---------- DATA TO PROCESS ----------

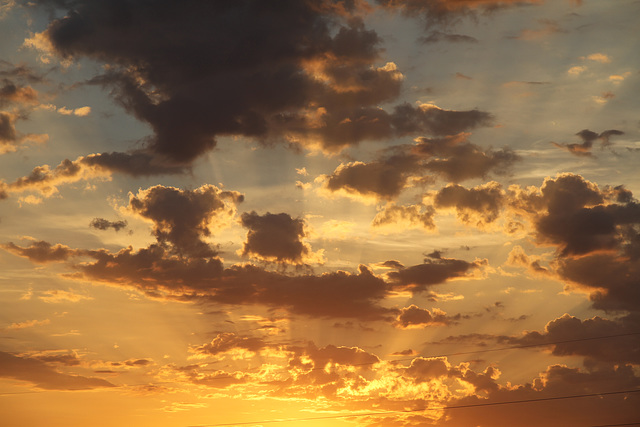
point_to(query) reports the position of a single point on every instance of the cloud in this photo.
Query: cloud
(228, 341)
(588, 138)
(103, 224)
(10, 138)
(313, 82)
(161, 273)
(595, 233)
(28, 324)
(45, 180)
(42, 252)
(578, 338)
(576, 70)
(549, 28)
(598, 57)
(181, 218)
(229, 79)
(391, 217)
(432, 272)
(438, 36)
(415, 317)
(56, 296)
(477, 206)
(432, 120)
(452, 158)
(80, 112)
(275, 237)
(448, 12)
(43, 376)
(518, 257)
(11, 93)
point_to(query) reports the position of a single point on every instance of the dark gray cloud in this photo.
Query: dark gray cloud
(420, 216)
(206, 69)
(432, 272)
(8, 134)
(181, 218)
(274, 237)
(416, 317)
(428, 119)
(134, 163)
(588, 137)
(227, 341)
(104, 224)
(10, 93)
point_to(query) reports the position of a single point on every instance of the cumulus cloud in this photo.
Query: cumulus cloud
(415, 317)
(392, 216)
(571, 336)
(314, 81)
(11, 138)
(588, 138)
(45, 180)
(42, 252)
(228, 79)
(595, 233)
(452, 158)
(43, 376)
(275, 237)
(438, 36)
(432, 272)
(229, 341)
(10, 93)
(478, 206)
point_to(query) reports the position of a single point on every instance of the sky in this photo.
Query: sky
(351, 213)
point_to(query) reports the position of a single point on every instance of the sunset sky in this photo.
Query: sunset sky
(315, 213)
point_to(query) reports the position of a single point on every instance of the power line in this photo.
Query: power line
(473, 405)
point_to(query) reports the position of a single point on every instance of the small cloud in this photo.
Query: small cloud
(28, 324)
(82, 111)
(619, 78)
(598, 57)
(577, 70)
(56, 296)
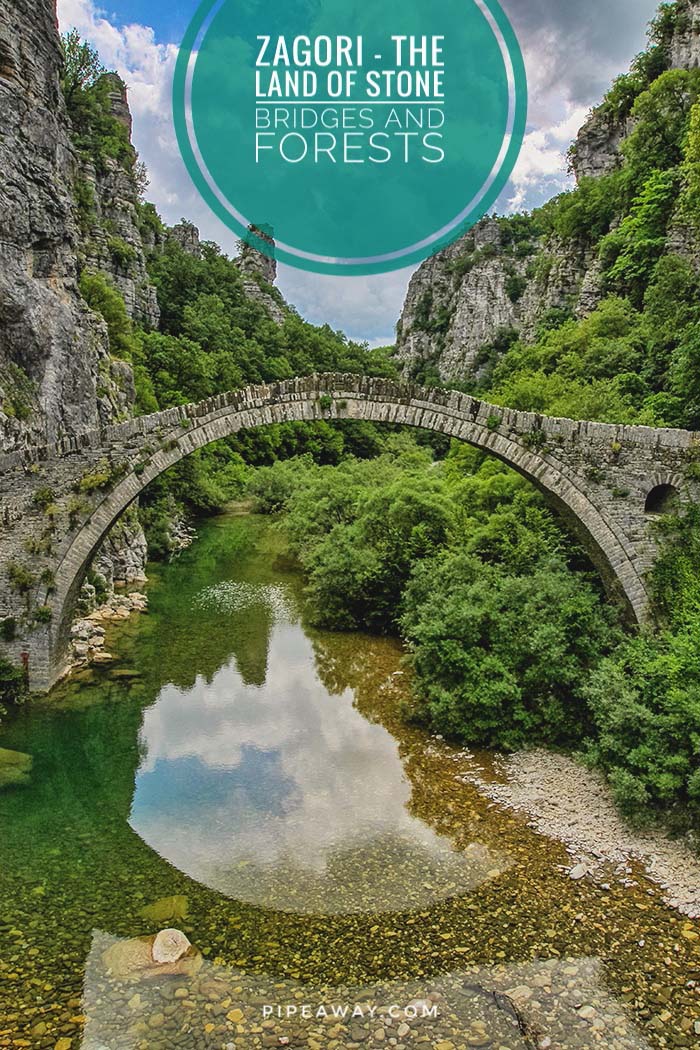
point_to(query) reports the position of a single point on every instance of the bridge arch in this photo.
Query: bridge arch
(547, 452)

----------

Copy every line of the entries above word for word, leaving out the pictures.

point_to(query) reports the position of a single point on every instance of the cloud in this photo.
Query: cloud
(228, 341)
(588, 138)
(103, 224)
(10, 138)
(313, 82)
(161, 273)
(595, 233)
(28, 324)
(45, 180)
(42, 252)
(578, 338)
(576, 70)
(549, 28)
(598, 57)
(181, 218)
(229, 79)
(391, 217)
(432, 272)
(438, 36)
(415, 317)
(56, 296)
(477, 206)
(432, 120)
(452, 158)
(80, 112)
(275, 237)
(448, 12)
(43, 376)
(518, 257)
(11, 93)
point_to(query) reports the position of a single point on every instance of the dark gray cloud in this photo.
Query: dark gray cloud
(420, 216)
(206, 69)
(432, 272)
(8, 134)
(181, 218)
(274, 237)
(416, 317)
(428, 119)
(134, 163)
(588, 137)
(227, 341)
(104, 224)
(10, 93)
point_to(query) reports the position of a single point on every instance of the cumulus cloud in this photo.
Query: cumulus cloud
(415, 317)
(392, 216)
(571, 336)
(314, 81)
(11, 138)
(588, 138)
(45, 180)
(42, 252)
(228, 79)
(595, 233)
(452, 158)
(43, 376)
(275, 237)
(438, 36)
(432, 272)
(229, 341)
(10, 93)
(478, 206)
point_to(query) reports the position of a single point on every instance of the sky in this photo.
Query: sky
(351, 213)
point_to(query) reports the position of a single point on every instance of the sunset sky in this photo.
Query: sunset sky
(315, 213)
point_to(query) reports the position of a single point on every instance of the power line in this photo.
Query: power line
(473, 405)
point_to(query) reports the position of a single point on every instance of the small cloud in this photo.
Query: small cloud
(28, 324)
(82, 111)
(619, 78)
(598, 57)
(577, 70)
(56, 296)
point_to(query) reports the position of a single point on every instance of the bridge arch in this photo.
Query: bridge arch
(547, 452)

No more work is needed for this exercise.